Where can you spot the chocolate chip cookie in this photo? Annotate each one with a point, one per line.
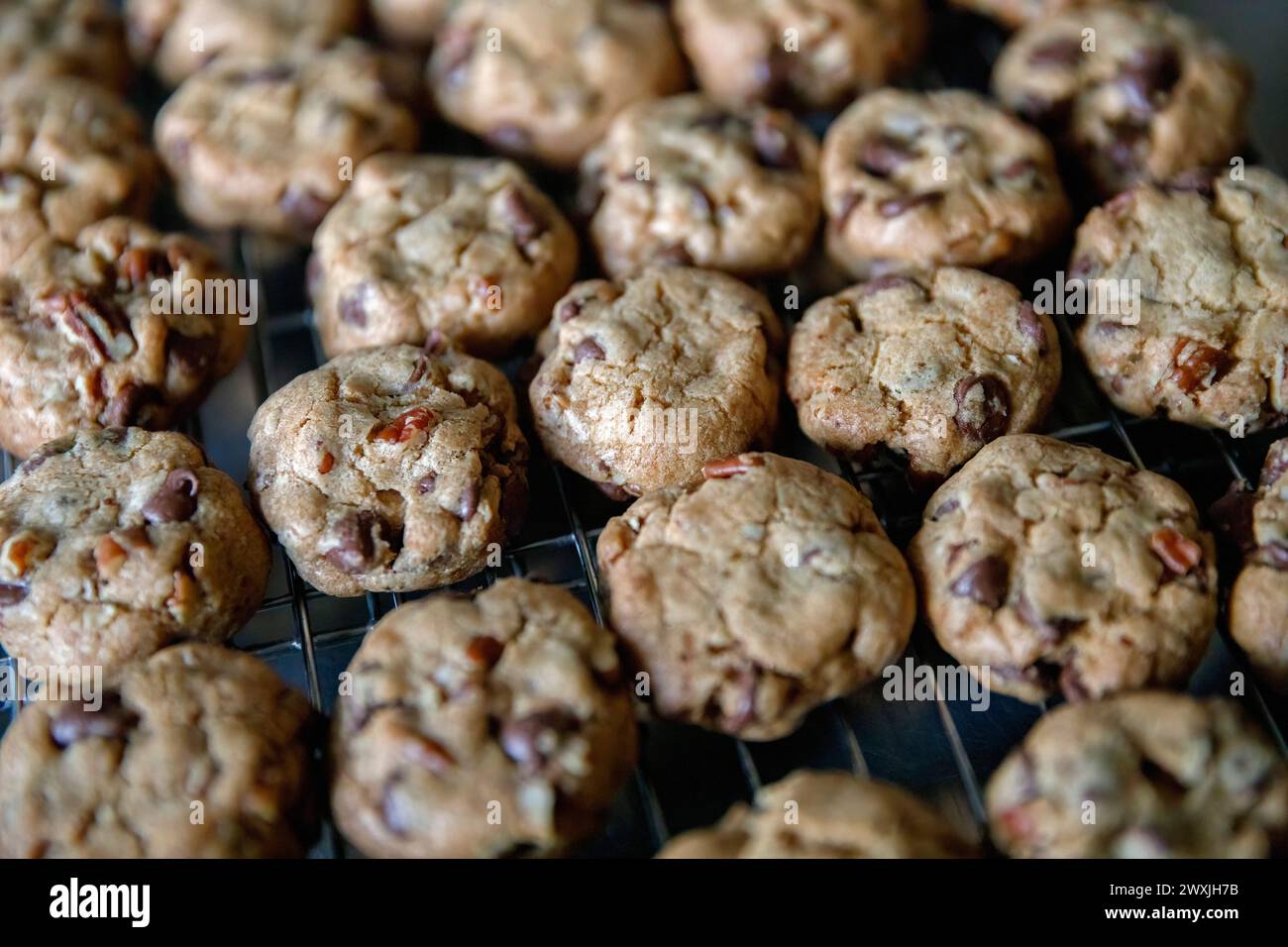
(931, 367)
(1206, 258)
(802, 53)
(119, 541)
(178, 38)
(1141, 776)
(89, 338)
(196, 753)
(48, 39)
(1258, 602)
(544, 77)
(822, 814)
(1057, 567)
(648, 379)
(686, 180)
(71, 154)
(390, 470)
(1134, 91)
(481, 727)
(939, 178)
(465, 248)
(271, 142)
(756, 595)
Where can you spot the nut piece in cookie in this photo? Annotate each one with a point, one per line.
(1164, 776)
(1055, 567)
(465, 248)
(932, 367)
(119, 541)
(683, 179)
(838, 815)
(390, 470)
(121, 777)
(940, 178)
(510, 702)
(752, 598)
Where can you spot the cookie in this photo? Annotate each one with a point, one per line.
(1059, 569)
(465, 248)
(1258, 602)
(802, 53)
(390, 470)
(1207, 261)
(756, 595)
(647, 380)
(1154, 97)
(196, 753)
(88, 341)
(178, 38)
(683, 179)
(270, 144)
(931, 367)
(824, 814)
(71, 154)
(1141, 776)
(481, 727)
(544, 77)
(116, 543)
(941, 178)
(51, 39)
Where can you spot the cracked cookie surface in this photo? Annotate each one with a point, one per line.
(482, 727)
(1170, 777)
(263, 142)
(1153, 97)
(468, 248)
(756, 595)
(116, 543)
(841, 48)
(649, 379)
(931, 367)
(544, 77)
(1061, 569)
(390, 470)
(686, 180)
(88, 341)
(193, 723)
(1211, 258)
(941, 178)
(837, 815)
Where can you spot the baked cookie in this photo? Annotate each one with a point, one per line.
(467, 248)
(50, 39)
(800, 53)
(686, 180)
(756, 595)
(481, 727)
(1258, 602)
(88, 339)
(941, 178)
(116, 543)
(544, 77)
(178, 38)
(1155, 97)
(931, 367)
(71, 154)
(270, 144)
(836, 815)
(1207, 261)
(192, 724)
(1163, 775)
(1056, 567)
(648, 379)
(390, 470)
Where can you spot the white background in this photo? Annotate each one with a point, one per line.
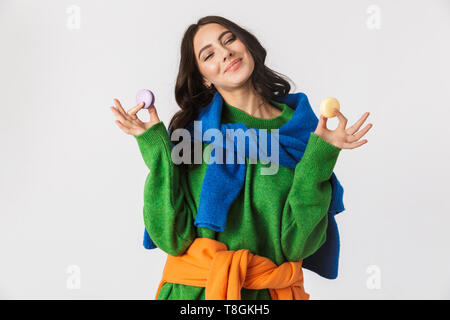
(71, 186)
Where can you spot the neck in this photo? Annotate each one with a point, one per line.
(248, 100)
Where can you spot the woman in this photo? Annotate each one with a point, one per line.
(274, 221)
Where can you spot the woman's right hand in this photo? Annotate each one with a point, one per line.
(129, 122)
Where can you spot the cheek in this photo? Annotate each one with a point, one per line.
(210, 69)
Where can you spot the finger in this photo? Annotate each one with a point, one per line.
(358, 124)
(342, 119)
(134, 110)
(354, 145)
(323, 122)
(361, 133)
(119, 106)
(123, 127)
(118, 114)
(153, 113)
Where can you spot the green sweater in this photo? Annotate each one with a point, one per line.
(282, 217)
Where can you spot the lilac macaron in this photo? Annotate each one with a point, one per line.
(145, 96)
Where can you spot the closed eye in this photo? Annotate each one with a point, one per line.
(226, 42)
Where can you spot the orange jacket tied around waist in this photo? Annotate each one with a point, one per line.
(207, 263)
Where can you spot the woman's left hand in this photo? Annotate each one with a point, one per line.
(340, 137)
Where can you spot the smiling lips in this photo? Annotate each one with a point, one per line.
(233, 65)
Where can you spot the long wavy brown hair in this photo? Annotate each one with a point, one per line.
(190, 92)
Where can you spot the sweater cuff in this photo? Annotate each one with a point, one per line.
(323, 145)
(319, 158)
(152, 135)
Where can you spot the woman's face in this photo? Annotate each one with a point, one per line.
(215, 47)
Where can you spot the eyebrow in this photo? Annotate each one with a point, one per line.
(209, 45)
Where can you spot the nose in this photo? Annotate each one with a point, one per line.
(228, 54)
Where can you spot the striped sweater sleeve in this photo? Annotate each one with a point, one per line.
(167, 219)
(304, 219)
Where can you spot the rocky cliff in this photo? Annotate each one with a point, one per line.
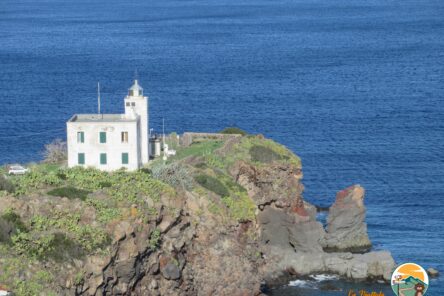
(221, 218)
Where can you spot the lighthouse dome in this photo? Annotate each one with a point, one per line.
(136, 90)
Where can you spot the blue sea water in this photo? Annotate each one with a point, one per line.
(356, 88)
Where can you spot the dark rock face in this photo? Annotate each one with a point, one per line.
(346, 229)
(201, 253)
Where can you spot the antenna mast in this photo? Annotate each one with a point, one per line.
(163, 140)
(98, 97)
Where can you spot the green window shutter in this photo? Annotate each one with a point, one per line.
(102, 137)
(80, 137)
(102, 158)
(81, 158)
(124, 158)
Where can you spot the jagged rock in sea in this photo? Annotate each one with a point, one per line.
(244, 222)
(432, 272)
(346, 227)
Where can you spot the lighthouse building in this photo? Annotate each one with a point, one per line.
(111, 141)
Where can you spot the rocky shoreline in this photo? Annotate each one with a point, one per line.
(202, 243)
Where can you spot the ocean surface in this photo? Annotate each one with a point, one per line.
(355, 88)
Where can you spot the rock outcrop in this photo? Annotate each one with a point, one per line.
(346, 227)
(189, 243)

-*-

▸ YOUR GOAL:
Return, exactly as written, only those lines that run from the one with "Where can you spot the ocean" to the last line of the data, both of those lines included.

▸ ANSWER TO THIS EXERCISE:
Where can you spot the ocean surface in this photo? Annotate each one with a point, one per line.
(355, 88)
Where can you spot the rock outcrop in this photo? Annotate each one with a point, one per line.
(346, 227)
(189, 243)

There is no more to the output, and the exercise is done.